**Directions for this task**:
Find the lines below that contain the string "instance". Copy each one.

**Extracted material**:
┌──

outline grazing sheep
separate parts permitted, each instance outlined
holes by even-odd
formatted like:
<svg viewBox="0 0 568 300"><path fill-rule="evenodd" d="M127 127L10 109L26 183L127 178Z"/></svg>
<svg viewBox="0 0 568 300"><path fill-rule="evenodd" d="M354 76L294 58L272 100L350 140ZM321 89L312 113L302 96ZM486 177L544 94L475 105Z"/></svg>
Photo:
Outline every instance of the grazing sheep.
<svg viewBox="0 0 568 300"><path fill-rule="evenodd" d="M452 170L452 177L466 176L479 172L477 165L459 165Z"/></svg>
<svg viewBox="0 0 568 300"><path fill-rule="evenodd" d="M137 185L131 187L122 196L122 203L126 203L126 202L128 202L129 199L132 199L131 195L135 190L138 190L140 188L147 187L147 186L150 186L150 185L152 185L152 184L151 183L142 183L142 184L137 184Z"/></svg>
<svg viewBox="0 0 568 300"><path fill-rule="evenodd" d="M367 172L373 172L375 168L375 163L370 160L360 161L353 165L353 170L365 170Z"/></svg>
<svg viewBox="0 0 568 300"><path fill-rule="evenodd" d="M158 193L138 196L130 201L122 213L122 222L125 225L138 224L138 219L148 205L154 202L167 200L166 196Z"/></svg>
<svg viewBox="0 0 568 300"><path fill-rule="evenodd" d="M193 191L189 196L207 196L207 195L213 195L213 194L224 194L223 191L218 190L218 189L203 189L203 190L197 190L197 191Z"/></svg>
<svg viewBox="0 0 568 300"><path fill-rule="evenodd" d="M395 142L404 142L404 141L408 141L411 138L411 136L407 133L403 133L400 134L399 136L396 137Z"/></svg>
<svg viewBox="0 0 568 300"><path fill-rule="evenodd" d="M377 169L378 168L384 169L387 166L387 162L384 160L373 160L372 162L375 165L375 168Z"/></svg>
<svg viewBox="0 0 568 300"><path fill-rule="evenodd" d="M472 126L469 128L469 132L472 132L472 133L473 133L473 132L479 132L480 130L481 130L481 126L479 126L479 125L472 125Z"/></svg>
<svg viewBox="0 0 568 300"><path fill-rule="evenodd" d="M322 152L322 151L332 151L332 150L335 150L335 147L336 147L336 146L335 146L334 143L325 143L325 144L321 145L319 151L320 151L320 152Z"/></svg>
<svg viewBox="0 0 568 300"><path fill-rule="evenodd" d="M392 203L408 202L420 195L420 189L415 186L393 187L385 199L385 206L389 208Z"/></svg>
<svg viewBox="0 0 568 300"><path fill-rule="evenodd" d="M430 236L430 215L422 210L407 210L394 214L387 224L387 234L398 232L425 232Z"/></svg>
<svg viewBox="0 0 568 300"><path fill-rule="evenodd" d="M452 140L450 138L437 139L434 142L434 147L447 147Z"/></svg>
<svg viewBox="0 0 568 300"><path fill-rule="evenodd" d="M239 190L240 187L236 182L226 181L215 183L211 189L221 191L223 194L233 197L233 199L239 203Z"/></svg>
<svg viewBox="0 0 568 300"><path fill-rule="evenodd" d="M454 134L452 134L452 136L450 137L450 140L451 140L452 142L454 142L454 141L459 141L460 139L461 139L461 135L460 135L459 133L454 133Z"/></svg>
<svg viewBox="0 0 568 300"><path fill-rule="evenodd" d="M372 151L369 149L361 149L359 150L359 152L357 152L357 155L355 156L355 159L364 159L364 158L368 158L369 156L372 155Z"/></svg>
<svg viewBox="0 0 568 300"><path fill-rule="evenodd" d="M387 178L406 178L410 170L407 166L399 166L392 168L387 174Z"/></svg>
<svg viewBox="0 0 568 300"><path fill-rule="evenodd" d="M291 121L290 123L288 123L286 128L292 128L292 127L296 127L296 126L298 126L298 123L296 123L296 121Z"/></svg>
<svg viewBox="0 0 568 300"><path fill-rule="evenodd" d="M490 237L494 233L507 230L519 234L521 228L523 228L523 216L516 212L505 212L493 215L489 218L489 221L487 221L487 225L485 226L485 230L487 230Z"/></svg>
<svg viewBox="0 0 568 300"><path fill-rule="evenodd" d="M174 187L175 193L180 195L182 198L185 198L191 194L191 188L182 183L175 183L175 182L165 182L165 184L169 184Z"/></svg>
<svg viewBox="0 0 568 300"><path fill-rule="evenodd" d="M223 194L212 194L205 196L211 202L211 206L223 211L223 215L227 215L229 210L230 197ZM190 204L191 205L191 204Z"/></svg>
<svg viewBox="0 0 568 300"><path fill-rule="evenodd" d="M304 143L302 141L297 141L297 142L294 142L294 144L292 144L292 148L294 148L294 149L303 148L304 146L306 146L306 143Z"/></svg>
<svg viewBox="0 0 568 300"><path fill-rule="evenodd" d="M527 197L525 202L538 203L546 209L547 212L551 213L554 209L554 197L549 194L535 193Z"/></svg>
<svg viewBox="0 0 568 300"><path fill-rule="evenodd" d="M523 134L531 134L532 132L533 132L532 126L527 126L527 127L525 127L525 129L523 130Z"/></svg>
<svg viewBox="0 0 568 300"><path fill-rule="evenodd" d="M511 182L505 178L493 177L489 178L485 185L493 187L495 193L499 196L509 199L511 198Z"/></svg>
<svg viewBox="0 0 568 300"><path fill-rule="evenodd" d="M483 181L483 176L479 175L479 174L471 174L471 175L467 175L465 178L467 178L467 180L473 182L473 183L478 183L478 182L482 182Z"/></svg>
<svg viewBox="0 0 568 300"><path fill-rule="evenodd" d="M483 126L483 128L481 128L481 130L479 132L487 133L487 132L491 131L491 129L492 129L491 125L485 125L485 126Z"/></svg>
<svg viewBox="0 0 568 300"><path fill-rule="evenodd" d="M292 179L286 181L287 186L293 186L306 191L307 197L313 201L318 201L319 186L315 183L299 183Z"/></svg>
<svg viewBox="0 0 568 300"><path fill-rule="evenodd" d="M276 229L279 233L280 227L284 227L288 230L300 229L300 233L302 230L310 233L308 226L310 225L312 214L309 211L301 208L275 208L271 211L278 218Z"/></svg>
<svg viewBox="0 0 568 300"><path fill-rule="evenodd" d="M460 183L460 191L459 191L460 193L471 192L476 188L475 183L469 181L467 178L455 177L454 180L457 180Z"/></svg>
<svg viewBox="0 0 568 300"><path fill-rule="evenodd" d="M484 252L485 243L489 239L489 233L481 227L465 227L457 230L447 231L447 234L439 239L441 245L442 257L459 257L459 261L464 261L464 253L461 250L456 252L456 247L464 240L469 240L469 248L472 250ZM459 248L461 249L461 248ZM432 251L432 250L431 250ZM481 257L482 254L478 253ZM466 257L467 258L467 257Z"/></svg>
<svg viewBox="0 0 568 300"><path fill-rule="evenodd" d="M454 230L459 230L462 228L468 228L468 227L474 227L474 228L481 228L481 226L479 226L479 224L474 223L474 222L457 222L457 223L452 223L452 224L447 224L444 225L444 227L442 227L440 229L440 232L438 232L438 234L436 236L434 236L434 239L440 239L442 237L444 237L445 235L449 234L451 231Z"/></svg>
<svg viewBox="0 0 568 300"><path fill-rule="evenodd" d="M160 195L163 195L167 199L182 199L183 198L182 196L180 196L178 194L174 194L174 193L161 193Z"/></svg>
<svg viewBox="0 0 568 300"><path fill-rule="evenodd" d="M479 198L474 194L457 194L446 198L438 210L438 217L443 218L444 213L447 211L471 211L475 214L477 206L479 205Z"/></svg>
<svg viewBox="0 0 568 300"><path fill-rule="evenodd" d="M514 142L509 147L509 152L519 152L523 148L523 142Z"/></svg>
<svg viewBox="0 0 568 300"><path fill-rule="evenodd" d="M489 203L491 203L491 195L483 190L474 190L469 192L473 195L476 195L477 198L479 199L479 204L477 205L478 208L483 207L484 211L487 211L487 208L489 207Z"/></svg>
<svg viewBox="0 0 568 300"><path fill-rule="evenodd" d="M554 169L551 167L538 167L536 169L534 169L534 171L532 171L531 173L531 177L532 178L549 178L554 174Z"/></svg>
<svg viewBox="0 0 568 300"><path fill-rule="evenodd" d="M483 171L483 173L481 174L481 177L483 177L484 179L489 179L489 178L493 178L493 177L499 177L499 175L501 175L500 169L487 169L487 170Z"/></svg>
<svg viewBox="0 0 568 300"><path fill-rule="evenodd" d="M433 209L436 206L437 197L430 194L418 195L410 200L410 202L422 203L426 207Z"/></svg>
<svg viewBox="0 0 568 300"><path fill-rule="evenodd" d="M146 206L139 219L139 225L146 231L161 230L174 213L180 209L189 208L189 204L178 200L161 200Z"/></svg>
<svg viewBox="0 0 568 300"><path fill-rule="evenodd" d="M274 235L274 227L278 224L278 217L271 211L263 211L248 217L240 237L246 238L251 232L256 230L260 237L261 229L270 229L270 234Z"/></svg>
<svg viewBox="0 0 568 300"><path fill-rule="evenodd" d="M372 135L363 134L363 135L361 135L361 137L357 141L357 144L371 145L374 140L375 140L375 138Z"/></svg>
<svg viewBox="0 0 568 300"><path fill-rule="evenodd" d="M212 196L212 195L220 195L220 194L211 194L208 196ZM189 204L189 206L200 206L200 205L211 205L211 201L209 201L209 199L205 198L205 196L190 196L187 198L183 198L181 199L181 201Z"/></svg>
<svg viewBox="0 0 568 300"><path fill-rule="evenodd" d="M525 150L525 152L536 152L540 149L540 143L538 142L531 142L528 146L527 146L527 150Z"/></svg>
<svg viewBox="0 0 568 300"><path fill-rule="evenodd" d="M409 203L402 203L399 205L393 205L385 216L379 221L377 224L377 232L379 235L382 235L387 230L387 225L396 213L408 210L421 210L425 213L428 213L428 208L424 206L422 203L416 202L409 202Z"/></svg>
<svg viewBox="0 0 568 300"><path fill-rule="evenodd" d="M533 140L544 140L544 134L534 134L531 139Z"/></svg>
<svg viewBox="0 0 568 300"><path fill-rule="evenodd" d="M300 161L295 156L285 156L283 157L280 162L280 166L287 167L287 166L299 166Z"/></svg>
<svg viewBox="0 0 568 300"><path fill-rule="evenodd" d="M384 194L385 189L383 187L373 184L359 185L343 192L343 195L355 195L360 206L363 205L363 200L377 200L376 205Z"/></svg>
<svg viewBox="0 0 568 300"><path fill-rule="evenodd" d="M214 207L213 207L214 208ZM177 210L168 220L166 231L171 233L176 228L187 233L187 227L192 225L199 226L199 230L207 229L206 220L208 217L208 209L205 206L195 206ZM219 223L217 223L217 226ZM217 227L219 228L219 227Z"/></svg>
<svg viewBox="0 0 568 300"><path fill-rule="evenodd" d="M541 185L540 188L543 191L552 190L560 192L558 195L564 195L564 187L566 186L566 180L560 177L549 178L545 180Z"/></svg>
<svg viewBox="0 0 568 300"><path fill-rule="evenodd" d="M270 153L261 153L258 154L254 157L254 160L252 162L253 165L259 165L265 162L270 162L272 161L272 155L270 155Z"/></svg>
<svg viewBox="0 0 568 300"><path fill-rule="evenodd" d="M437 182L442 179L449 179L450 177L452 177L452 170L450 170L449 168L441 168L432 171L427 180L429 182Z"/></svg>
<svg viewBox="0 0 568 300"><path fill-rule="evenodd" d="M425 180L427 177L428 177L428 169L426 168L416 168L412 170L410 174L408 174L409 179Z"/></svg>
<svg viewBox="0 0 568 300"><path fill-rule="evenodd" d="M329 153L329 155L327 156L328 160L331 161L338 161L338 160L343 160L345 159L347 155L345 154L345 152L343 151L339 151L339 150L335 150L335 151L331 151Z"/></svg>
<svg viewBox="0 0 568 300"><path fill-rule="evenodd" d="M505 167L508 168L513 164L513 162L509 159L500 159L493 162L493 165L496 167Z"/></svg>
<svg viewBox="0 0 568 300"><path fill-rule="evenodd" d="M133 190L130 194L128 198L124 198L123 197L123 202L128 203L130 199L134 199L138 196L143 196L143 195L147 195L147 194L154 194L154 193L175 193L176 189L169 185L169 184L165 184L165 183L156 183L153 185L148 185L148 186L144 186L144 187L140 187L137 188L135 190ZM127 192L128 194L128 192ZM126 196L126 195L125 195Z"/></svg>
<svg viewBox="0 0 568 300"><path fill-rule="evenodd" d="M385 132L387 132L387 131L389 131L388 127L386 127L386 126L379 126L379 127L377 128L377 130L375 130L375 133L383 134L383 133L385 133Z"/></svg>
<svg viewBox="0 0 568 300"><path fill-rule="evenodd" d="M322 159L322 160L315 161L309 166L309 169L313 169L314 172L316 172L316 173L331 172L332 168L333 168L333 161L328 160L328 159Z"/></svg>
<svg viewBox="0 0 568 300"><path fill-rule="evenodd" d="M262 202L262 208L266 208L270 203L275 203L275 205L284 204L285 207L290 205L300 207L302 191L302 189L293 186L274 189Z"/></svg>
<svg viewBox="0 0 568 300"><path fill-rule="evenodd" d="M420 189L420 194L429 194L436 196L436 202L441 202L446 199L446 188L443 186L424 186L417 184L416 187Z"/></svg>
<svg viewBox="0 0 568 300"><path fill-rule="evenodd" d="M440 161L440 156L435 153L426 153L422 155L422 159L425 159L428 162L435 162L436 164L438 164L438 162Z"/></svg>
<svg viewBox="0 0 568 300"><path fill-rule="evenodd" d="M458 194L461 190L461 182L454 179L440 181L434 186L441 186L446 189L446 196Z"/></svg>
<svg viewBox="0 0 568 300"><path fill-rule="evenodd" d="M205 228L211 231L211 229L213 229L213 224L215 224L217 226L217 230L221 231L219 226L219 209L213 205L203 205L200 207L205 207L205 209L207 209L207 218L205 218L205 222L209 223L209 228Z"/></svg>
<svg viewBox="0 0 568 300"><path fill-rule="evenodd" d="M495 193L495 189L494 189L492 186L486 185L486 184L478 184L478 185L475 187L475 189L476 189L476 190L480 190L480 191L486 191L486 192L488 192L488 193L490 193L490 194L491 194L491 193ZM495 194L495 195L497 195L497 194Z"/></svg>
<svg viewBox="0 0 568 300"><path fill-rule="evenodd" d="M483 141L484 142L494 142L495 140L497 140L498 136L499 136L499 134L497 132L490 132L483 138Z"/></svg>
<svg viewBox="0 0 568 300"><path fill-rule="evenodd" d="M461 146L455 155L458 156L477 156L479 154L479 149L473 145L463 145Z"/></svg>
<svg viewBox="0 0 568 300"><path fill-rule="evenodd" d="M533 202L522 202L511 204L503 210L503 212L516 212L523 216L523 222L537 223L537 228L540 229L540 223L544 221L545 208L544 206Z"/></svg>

└──

**Solution for this task**:
separate parts permitted, each instance outlined
Outline every instance of the grazing sheep.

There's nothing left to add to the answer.